# THE REQUEST:
Express the listing below as a JSON array of strings, one string per line, covering only the span from the line containing "Could you kindly segment every instance of the vegetable" through the last line of the listing, both ends included and blank lines omitted.

# INPUT:
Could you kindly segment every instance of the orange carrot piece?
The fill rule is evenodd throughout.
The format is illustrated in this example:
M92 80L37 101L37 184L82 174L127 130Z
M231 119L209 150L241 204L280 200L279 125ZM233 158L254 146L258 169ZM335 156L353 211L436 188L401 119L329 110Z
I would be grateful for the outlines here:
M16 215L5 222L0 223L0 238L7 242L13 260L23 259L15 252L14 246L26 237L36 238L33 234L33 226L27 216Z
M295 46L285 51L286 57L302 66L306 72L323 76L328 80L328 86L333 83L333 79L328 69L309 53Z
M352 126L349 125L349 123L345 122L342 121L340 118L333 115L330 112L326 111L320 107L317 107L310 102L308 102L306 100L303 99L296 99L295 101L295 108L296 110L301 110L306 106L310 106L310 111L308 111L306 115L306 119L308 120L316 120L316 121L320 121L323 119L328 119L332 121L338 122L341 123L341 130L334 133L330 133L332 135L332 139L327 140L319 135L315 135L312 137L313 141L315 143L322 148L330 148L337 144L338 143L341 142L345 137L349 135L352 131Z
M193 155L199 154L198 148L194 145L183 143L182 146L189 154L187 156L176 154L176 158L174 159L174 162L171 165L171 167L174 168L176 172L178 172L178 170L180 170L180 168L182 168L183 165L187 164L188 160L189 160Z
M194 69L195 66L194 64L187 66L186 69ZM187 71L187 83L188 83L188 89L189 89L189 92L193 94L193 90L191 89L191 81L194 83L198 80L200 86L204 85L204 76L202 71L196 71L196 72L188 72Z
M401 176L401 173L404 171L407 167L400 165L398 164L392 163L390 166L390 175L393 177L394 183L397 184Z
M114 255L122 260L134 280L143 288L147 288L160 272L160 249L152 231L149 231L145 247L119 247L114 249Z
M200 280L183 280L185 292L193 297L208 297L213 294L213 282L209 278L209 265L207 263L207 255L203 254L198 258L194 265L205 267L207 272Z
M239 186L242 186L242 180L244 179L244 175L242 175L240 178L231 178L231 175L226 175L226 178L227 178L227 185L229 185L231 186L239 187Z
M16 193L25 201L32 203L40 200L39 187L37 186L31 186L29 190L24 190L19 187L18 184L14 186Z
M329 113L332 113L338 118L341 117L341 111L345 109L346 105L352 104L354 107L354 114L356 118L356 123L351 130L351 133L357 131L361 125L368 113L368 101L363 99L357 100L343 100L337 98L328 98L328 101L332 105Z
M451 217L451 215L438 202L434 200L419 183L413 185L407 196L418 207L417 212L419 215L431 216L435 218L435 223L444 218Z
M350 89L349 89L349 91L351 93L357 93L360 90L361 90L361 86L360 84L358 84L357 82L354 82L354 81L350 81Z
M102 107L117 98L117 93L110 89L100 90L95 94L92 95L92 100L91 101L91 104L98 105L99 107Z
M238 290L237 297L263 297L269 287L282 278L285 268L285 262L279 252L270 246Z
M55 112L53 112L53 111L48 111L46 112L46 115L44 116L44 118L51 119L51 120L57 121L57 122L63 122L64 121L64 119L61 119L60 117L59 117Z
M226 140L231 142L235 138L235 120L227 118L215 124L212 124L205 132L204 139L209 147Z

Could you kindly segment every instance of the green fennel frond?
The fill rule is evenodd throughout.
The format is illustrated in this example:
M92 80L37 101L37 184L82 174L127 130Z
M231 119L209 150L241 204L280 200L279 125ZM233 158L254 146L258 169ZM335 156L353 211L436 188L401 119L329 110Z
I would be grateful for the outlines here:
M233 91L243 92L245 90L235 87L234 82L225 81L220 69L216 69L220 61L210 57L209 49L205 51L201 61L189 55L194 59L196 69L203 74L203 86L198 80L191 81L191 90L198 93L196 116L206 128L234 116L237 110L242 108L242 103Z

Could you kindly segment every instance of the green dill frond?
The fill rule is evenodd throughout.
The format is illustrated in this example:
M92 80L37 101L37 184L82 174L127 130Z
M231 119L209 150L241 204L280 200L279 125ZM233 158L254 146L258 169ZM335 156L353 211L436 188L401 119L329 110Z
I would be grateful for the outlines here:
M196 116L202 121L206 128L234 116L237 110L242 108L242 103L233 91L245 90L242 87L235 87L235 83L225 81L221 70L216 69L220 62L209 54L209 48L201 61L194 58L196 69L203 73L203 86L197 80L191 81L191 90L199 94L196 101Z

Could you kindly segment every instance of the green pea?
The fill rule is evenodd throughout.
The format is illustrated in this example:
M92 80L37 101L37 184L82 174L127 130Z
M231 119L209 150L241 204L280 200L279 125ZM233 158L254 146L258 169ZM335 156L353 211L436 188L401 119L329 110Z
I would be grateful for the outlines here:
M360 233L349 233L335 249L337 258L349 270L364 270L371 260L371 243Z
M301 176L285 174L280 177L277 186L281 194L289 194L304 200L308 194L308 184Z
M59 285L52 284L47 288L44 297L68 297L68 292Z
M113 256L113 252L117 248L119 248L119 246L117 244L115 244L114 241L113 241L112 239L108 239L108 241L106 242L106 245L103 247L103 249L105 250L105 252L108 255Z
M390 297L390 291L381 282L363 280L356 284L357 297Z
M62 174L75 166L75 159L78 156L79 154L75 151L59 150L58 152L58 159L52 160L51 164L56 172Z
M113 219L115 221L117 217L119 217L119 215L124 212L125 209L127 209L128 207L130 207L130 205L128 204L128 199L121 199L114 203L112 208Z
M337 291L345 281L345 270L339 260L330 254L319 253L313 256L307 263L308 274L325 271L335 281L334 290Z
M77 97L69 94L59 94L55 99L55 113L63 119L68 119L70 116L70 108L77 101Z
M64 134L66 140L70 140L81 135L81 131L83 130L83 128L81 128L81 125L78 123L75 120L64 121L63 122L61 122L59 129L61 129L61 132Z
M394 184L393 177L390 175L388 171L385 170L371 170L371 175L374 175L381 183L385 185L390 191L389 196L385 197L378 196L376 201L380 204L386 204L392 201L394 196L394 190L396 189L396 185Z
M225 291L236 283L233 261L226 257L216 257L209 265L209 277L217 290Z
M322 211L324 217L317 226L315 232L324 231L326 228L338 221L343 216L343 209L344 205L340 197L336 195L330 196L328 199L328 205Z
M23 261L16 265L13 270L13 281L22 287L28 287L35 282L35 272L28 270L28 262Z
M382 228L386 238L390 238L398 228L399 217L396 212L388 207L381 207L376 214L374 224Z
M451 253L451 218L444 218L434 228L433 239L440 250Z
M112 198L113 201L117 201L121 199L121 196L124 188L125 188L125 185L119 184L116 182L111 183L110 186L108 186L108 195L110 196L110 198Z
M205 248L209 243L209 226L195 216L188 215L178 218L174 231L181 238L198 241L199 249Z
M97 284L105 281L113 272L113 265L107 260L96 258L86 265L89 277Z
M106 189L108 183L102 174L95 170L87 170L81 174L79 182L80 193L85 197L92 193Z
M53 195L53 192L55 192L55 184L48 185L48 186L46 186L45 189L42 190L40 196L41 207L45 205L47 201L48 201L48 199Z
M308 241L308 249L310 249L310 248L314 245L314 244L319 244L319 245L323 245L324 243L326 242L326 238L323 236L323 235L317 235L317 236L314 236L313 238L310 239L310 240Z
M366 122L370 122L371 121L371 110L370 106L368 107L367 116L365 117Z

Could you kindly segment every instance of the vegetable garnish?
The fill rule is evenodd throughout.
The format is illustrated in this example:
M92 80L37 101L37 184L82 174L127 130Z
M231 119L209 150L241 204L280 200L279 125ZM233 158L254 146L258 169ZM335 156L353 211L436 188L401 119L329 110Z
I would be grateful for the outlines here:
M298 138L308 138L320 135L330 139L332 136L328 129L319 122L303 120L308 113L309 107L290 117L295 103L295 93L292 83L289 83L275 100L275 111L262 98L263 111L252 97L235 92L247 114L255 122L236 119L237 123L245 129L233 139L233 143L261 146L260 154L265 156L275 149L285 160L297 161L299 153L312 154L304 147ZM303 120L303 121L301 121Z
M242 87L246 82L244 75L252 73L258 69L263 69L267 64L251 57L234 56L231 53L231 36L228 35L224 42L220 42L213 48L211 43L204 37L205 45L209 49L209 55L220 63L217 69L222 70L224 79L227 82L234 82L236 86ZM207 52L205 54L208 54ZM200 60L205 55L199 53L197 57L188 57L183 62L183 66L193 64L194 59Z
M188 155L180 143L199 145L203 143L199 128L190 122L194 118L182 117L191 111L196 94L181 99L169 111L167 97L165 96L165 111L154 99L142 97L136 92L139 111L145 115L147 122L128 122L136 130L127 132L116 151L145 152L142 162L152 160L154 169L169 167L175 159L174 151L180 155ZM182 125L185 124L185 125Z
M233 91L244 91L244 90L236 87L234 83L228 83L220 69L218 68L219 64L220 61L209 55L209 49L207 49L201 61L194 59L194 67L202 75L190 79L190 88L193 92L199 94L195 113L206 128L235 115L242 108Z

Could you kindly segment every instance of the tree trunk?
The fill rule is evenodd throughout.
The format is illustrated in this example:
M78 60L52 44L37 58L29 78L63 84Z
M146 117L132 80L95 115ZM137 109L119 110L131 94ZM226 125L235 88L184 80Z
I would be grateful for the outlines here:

# WORKED ANSWER:
[
  "Could you kindly segment every instance of the vegetable garnish?",
  "The fill rule is evenodd throughout.",
  "The format is illustrated in this example:",
  "M92 80L37 101L37 184L82 174L127 130Z",
  "M231 119L209 150L241 204L280 200L279 125ZM233 158L254 146L258 169ZM335 156L353 211L436 188L401 119L329 110Z",
  "I would be grateful for the outlines here:",
  "M298 138L308 138L320 135L330 139L332 136L328 129L319 122L303 120L308 113L309 107L290 117L295 103L295 93L292 83L289 83L275 100L275 111L262 98L263 111L252 97L235 92L247 114L255 122L236 119L237 123L245 129L233 139L233 143L261 146L260 154L265 156L275 149L285 160L297 161L299 153L312 154L304 147ZM303 120L303 121L301 121Z",
  "M242 87L246 82L244 75L252 73L258 69L263 69L267 64L251 57L234 56L231 53L231 36L228 35L224 42L220 42L213 48L211 43L204 37L205 45L209 49L209 55L220 63L217 69L222 70L224 79L227 82L234 82L236 86ZM207 52L205 54L208 54ZM200 60L205 55L199 53L197 57L188 57L183 62L183 66L193 64L194 59Z",
  "M188 155L180 143L199 145L203 143L199 128L190 122L194 118L182 117L191 111L196 94L181 99L169 111L167 97L165 96L165 111L154 99L142 97L136 92L139 111L145 115L147 122L128 122L136 130L127 132L116 151L145 152L142 162L152 160L154 169L169 167L175 159L174 151L180 155ZM182 125L185 124L185 125Z",
  "M233 91L244 91L244 90L236 87L234 83L228 83L220 69L218 68L219 64L220 61L209 55L209 49L207 49L201 61L194 59L194 67L202 75L190 79L190 88L193 92L199 94L195 113L206 128L235 115L242 108Z",
  "Could you kindly segment every instance of the tree trunk?",
  "The fill rule is evenodd throughout.",
  "The format is illustrated in this example:",
  "M78 60L52 44L37 58L29 78L63 84Z",
  "M146 117L132 80L95 115ZM137 109L119 110L131 94ZM226 125L235 88L184 80Z",
  "I would be grateful for the outlines here:"
]